Reading passage:

....

The Y Chromosome and the Seed of the Patriarchs

Although many biblical Jews were engaged in animal husbandry, they lacked the knowledge of modern geneticists.  They had no special awareness about how genetic traits were passed down through the generations.  It was not until 1905 when Nettie Stevens of Bryn Mawr College and Edmund Beecher Wilson independently discovered the mechanisms of the unique Y chromosome.  All normal males have both an X chromosome and a Y chromosome while all females have two X chromosomes.  The work of these two scientists and subsequent contributions by other geneticists proved that the Y chromosome established the male sex of a child and passed its genes unaltered from father to son. 

Given these facts, one has to wonder how the early Jewish community knew and understood that the priesthood, the Kohens, (which stemmed from Aaron’s lineal descendents) could only descend from father to son.  The uniqueness of the Jewish nation originated with the Creator’s inclusion of the Y chromosome’s unchanged path from father to son as part of the design of the human species.  By providing in Genesis 12:7, 17:6 – 8, 17:10 – 12, 26:2 – 4 and 28:14, that the seed of the patriarchs, which incorporated the Y chromosome, was the root stock of the people of Israel, God assured that the integrity of his people, would remain pure and un-diluted.

The Benevolent Autocracy of the Creator

In every structured society, the governing rules of conduct are established either by man or law.  Where they are created and enforced by man, such as a monarchy or an oligarchy, the laws are subject to change on the whim of the king or oligarch.  Where the rules governing the society stem from a written instrument, such as a constitution, the instrument remains the paramount and exclusive source of authority in that society.  Customarily, such instruments provide for the manner in which they can be amended.  However, the rules are different in a religious community, where the basic document contains the direct or transcribed word of the Creator.  The Torah can only be amended by God, its source, and not by man.  Man may, however, make rules and regulations in concert with the express provisions of the instrument but not inconsistent with it.

 In Genesis, the patriarchs are told that God’s covenant is with them and their seed.  Meaning no disrespect, the covenant is not with the matriarchs or with the fruit of their womb.  The Torah advises that it is through the patriarch’s seed that Israel will become a great nation and it is with that seed that God has covenanted to deliver the land of Canaan as an everlasting possession.

....

Available data:
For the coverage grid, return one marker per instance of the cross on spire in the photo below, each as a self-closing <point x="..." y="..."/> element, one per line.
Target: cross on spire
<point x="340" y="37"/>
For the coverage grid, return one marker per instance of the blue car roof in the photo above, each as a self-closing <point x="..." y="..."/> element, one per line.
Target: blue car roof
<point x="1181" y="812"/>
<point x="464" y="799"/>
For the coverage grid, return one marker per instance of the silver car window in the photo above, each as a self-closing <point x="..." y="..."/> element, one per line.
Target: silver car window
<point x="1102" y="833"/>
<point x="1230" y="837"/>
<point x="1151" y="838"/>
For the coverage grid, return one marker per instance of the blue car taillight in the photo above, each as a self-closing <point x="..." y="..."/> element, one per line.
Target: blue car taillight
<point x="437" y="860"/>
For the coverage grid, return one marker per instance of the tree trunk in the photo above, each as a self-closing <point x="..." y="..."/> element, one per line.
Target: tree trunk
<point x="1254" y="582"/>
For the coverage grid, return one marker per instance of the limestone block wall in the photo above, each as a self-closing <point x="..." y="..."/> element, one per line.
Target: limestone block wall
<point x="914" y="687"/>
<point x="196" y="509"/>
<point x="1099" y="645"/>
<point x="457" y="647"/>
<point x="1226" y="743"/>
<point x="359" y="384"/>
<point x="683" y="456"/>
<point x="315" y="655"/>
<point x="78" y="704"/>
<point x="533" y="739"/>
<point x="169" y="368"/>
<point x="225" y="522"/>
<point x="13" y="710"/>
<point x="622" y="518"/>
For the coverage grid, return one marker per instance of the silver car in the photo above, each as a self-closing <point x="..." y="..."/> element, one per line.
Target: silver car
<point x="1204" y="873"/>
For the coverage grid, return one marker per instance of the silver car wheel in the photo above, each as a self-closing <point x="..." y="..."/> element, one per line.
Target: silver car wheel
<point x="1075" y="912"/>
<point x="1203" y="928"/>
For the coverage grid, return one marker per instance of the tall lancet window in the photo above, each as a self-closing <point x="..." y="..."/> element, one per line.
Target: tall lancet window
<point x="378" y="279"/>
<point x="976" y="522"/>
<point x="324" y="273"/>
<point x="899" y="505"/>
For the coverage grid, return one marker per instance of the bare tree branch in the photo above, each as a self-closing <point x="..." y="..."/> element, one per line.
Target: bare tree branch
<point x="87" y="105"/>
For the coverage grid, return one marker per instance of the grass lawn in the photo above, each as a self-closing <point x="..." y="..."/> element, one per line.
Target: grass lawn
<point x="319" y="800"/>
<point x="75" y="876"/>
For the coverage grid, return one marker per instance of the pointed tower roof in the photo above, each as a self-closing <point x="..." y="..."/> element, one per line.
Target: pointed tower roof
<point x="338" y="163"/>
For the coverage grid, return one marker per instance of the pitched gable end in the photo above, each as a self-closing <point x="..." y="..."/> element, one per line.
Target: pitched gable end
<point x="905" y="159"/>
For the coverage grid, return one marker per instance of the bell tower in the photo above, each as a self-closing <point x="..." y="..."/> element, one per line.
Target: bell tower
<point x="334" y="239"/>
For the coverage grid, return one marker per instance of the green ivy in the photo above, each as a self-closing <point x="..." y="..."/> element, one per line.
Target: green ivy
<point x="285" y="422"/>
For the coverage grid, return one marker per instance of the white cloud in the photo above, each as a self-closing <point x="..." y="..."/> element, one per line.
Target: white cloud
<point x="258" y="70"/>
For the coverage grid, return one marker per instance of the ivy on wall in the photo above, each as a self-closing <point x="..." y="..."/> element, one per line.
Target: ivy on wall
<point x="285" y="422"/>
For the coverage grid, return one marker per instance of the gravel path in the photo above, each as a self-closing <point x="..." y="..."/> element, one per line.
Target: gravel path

....

Task statement: Transcribe everything in the passage on the Y chromosome and the patriarchs from "Although many biblical" down to "unaltered from father to son.".

Output of the exercise:
Although many biblical Jews were engaged in animal husbandry, they lacked the knowledge of modern geneticists.  They had no special awareness about how genetic traits were passed down through the generations.  It was not until 1905 when Nettie Stevens of Bryn Mawr College and Edmund Beecher Wilson independently discovered the mechanisms of the unique Y chromosome.  All normal males have both an X chromosome and a Y chromosome while all females have two X chromosomes.  The work of these two scientists and subsequent contributions by other geneticists proved that the Y chromosome established the male sex of a child and passed its genes unaltered from father to son.